=== Data in this exercise ===
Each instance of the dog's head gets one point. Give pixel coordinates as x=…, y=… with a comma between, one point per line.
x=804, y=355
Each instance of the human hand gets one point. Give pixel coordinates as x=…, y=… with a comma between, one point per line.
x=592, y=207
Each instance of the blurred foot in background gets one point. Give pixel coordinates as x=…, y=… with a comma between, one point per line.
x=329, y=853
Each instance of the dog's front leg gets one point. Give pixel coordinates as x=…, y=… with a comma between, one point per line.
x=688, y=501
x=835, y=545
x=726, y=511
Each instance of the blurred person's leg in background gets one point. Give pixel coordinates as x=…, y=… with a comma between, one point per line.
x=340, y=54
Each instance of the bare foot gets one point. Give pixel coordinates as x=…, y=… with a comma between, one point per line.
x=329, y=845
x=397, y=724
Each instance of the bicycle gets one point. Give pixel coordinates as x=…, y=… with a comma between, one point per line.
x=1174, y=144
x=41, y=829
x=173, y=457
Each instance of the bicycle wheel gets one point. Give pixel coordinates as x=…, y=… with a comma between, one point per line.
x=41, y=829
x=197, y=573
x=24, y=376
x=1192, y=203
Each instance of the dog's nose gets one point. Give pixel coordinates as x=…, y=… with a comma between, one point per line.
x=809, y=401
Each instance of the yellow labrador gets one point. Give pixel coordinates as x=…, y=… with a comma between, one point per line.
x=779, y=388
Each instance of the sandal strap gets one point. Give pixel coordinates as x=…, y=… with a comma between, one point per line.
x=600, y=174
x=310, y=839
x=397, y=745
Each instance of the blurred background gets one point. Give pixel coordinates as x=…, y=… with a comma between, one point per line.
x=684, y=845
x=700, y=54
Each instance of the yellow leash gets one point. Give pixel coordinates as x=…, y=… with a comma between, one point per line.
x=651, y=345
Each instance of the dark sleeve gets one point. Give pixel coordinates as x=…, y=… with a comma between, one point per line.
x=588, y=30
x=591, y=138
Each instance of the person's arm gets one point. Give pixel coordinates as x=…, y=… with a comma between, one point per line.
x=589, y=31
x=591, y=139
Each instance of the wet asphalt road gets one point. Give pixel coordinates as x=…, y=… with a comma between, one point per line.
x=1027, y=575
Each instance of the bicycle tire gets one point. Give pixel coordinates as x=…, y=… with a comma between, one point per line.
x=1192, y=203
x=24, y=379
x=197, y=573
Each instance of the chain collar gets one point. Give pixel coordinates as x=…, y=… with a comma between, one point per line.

=== What you should do ===
Output all of the data again. Match it exactly.

=== Solution to the exercise ===
Each instance of the dog's head gets one point. Give pixel coordinates as x=…, y=… with a comma between, one point per line.
x=804, y=355
Each instance of the human hand gets one point. Give pixel coordinates as x=…, y=… with a comma between, one point per line.
x=592, y=207
Each instance of the blurred foot in background gets one point. Give pixel coordinates as x=…, y=… with a comma between, one point per line.
x=329, y=853
Each instance of the dog's front leg gets one point. Give pixel coordinates as x=…, y=… with a comma between, one point per line.
x=688, y=501
x=835, y=545
x=726, y=511
Each instance of the blurred person's leg in background gets one point. Give pixel coordinates as x=…, y=… with a comma between, one point per line.
x=340, y=54
Each instance of the bare foot gets one point. Give pixel coordinates as x=…, y=… with a comma between, one point per line.
x=329, y=845
x=397, y=724
Each instance of the bicycle gets one point. Give pixel coordinates as x=…, y=… with a comma between, one point per line.
x=1174, y=144
x=41, y=829
x=173, y=457
Each instance of the bicycle wheel gets one point. Give pixel coordinates as x=…, y=… with a comma between, one point per line.
x=41, y=829
x=197, y=573
x=24, y=376
x=1192, y=203
Each instance of the dog's nose gets one point. Give pixel coordinates as x=…, y=… with a comma between, one point per line.
x=809, y=401
Each instance of the yellow labrador gets one point. Give pixel coordinates as x=…, y=… with a comma between, one point per line.
x=779, y=388
Each instance of the sandal strap gets one point. Give pixel coordinates as x=…, y=… with a comma between, one point per line.
x=600, y=174
x=310, y=839
x=397, y=745
Each instance of the blurred background gets one point. Give pixel coordinates as x=…, y=… with a comma between, one point per line.
x=684, y=845
x=700, y=54
Each instance of the yellow leash gets one point. Give pixel coordinates as x=…, y=… with a comma between, one point per line.
x=651, y=345
Each instance of the dark sleeve gets one point. Give pixel coordinates as x=…, y=… with a comma between, one point per line.
x=588, y=30
x=591, y=138
Each instance of the person's arm gets one point. Give pixel coordinates as x=…, y=… with a comma between, one point per line.
x=589, y=31
x=591, y=139
Each instance of the wet asphalt road gets one point. Give pixel coordinates as x=…, y=… with a comma between, one point per line.
x=1027, y=575
Each instance of the bicycle tire gets one point. Give pixel coordinates as x=…, y=… with a comma between, one point per line.
x=1192, y=203
x=24, y=379
x=197, y=573
Each instance of the chain collar gets one point. Give pixel coordinates as x=…, y=… with a comma between, one point per line.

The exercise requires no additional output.